● Set problem
Each line from the one that contains "Where can the wooden table" to the end of the material must be set down exactly, and no line before it.

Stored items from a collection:
──────
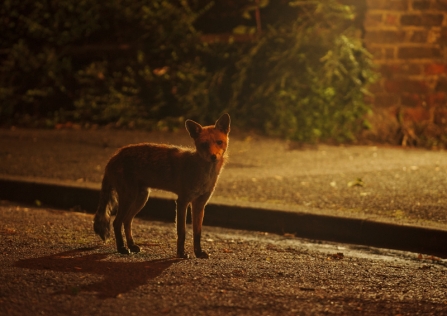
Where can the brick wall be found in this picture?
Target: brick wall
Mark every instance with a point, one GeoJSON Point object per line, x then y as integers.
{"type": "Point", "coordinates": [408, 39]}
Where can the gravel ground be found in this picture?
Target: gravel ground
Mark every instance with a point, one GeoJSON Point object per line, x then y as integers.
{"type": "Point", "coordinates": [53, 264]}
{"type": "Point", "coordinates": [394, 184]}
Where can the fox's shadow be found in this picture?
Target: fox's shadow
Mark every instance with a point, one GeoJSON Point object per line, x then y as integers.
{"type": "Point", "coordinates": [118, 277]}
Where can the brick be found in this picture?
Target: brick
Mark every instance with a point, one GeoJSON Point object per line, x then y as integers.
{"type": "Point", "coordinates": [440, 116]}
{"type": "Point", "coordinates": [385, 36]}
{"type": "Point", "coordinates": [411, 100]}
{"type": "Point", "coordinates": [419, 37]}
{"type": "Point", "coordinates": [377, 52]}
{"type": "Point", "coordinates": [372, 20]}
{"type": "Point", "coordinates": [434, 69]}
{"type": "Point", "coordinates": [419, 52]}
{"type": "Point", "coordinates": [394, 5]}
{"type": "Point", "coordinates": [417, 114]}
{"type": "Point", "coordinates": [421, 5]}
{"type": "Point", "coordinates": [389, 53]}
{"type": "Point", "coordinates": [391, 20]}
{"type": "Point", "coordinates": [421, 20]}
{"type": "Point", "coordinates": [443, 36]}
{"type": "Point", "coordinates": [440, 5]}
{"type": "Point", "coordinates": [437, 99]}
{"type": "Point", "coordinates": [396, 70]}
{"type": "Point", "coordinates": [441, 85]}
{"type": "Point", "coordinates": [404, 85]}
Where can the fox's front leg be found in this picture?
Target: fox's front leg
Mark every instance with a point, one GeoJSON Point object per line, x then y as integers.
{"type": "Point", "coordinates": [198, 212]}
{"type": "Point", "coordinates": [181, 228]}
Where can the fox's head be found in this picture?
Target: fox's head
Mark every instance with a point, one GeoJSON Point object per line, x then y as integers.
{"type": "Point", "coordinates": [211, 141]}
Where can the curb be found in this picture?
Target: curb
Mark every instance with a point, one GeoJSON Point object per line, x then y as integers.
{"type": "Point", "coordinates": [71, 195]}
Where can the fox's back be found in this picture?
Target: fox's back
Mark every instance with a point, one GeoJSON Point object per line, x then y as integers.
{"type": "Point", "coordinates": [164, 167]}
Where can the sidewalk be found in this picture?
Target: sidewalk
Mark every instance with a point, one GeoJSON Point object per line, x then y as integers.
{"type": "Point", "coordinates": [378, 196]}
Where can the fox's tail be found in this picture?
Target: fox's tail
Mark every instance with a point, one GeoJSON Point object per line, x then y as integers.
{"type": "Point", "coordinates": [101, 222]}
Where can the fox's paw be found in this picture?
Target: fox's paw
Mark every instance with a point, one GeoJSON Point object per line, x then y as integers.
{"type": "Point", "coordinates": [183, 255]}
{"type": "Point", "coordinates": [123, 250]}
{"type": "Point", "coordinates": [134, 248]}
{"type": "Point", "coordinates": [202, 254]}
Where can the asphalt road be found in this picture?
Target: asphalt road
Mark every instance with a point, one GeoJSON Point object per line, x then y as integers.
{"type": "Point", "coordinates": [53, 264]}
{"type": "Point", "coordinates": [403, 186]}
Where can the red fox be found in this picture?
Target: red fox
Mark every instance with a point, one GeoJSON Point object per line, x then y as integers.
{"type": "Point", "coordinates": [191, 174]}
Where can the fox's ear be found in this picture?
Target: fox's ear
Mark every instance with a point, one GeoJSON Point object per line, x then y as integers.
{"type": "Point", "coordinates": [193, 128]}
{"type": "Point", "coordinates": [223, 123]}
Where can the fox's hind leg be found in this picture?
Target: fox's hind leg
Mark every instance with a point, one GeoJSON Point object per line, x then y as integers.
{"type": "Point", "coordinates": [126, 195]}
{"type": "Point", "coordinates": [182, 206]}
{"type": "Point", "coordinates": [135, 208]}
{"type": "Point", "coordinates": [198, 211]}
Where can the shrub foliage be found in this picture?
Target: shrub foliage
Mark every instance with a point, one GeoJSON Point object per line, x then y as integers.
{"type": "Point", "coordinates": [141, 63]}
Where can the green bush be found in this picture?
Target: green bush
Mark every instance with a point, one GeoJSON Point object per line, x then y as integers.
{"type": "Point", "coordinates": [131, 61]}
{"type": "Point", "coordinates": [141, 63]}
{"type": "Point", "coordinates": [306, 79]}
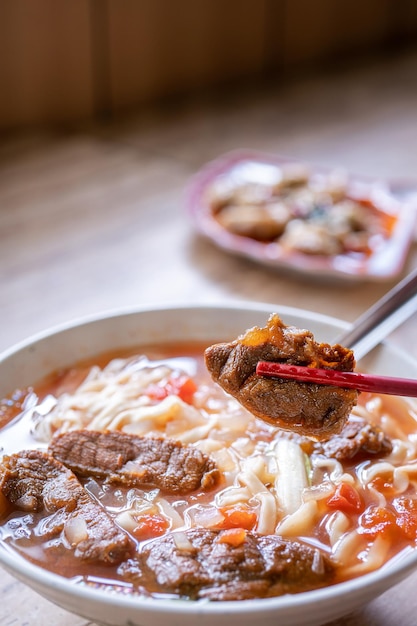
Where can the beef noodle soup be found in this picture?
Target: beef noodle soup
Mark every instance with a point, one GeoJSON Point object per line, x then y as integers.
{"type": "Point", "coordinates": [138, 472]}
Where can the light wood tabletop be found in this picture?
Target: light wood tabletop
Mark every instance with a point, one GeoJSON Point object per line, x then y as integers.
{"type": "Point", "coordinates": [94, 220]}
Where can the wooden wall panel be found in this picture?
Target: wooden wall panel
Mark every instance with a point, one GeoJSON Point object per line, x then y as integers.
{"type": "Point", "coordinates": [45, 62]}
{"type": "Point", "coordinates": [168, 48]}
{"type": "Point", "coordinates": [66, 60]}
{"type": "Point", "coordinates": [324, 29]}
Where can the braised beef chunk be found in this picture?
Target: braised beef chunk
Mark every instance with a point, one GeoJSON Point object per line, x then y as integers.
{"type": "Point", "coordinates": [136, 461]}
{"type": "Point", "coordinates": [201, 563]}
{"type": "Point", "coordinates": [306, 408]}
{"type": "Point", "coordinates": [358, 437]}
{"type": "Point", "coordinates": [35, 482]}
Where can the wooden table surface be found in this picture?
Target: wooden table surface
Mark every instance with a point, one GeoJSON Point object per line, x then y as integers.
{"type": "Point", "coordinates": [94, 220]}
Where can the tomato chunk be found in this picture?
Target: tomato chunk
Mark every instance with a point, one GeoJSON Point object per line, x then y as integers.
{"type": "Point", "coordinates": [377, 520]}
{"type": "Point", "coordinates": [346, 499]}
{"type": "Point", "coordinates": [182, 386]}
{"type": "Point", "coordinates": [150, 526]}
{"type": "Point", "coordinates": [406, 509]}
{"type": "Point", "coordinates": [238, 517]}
──────
● Result for this task
Where can the wooden table surface be found in this picture?
Target: wooden table surface
Mark every instance with a point, one GeoJSON Point object per line, x then y as integers.
{"type": "Point", "coordinates": [94, 220]}
Where can the tomato chunk be found in this picture?
Target: tomato chunk
Mark every instance with a point, one GeoJSON Point object per line, x then y as integers.
{"type": "Point", "coordinates": [377, 520]}
{"type": "Point", "coordinates": [346, 499]}
{"type": "Point", "coordinates": [182, 386]}
{"type": "Point", "coordinates": [150, 526]}
{"type": "Point", "coordinates": [406, 509]}
{"type": "Point", "coordinates": [238, 517]}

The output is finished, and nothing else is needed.